### Record set ###

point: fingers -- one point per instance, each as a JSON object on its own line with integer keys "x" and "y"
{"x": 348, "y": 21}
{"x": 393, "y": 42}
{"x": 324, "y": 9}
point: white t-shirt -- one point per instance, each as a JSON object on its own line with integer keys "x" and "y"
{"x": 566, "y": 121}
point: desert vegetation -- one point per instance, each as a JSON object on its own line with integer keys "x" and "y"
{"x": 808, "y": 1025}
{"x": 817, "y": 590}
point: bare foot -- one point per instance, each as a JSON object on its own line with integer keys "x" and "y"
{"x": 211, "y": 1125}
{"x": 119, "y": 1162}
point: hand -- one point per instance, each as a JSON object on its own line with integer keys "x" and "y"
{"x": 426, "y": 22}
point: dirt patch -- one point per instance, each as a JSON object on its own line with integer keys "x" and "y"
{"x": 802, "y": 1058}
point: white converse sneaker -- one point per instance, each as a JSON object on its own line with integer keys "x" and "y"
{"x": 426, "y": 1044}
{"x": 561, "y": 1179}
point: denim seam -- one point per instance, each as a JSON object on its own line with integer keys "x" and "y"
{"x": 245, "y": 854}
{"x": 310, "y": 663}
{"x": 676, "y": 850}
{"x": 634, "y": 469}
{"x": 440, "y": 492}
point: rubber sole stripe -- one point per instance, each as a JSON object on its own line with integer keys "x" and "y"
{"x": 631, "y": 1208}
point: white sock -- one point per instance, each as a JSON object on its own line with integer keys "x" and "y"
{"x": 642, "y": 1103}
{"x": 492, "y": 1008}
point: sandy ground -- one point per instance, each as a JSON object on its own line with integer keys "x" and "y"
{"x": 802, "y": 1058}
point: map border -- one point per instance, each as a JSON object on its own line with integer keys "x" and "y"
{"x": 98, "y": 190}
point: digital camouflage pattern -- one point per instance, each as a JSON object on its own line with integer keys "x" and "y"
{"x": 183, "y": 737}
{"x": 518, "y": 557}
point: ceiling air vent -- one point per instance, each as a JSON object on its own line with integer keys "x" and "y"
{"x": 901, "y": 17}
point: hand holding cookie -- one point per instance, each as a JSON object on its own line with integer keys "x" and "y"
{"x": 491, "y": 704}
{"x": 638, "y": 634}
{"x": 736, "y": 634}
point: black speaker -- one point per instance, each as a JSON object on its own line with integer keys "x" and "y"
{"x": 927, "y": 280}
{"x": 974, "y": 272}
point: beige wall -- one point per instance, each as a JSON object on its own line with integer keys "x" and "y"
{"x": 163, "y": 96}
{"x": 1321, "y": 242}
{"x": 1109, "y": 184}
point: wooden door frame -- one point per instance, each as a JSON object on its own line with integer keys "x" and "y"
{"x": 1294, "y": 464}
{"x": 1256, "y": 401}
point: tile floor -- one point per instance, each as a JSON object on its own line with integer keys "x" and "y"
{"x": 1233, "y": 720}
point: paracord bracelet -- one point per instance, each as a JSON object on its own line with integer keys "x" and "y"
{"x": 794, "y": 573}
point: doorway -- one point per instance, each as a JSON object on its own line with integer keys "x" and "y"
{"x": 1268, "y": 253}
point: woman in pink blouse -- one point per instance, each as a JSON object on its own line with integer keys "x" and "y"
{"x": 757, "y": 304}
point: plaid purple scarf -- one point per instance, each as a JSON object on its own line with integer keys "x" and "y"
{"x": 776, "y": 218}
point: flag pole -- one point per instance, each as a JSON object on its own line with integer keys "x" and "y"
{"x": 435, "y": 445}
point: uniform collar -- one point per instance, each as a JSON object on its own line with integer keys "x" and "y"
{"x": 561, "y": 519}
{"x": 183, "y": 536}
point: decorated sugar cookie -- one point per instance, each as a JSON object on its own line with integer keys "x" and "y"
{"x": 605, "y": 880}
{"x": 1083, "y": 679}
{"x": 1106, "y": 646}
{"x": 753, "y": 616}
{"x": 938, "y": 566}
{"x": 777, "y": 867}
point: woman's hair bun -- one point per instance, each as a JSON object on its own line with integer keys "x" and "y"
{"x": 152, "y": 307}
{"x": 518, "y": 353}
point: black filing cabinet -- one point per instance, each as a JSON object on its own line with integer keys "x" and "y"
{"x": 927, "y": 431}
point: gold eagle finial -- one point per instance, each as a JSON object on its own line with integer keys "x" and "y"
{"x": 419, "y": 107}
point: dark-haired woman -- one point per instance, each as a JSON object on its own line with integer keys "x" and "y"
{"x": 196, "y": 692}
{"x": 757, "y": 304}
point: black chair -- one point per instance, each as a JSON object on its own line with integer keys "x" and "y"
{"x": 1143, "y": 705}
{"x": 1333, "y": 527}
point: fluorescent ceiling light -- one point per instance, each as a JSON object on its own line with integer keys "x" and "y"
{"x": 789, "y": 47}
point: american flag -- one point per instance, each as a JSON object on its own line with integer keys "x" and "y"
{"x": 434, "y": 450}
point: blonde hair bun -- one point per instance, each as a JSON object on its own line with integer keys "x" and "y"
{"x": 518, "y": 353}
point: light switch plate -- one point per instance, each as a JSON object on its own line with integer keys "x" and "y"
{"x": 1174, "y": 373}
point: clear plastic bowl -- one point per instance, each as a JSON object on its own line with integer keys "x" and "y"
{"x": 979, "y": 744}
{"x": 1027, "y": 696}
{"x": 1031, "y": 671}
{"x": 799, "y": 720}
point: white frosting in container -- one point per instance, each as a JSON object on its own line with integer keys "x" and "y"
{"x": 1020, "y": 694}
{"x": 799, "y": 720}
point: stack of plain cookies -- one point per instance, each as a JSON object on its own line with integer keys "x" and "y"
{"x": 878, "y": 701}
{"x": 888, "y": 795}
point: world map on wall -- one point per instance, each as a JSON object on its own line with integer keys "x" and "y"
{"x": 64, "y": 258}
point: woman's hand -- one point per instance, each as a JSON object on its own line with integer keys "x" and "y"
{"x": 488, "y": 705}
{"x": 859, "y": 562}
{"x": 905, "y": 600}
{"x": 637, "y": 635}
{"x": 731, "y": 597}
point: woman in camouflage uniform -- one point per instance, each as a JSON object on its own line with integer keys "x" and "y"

###

Problem to work on: For this exercise, please retype exactly the lines in the listing from the line with "point: world map" through its last line, both ends included.

Answer to this exercise:
point: world map on wall -- one point per instance, each as a JSON object on its own line with integer keys "x" and "y"
{"x": 64, "y": 258}
point: woman's hand -- one point per instance, each as a JSON object on its own line with integer keys "x" and "y"
{"x": 488, "y": 705}
{"x": 859, "y": 562}
{"x": 905, "y": 600}
{"x": 637, "y": 635}
{"x": 731, "y": 597}
point: woman in camouflage uniform -- one point per instance, each as a JSON object on its own line with integer keys "x" and "y"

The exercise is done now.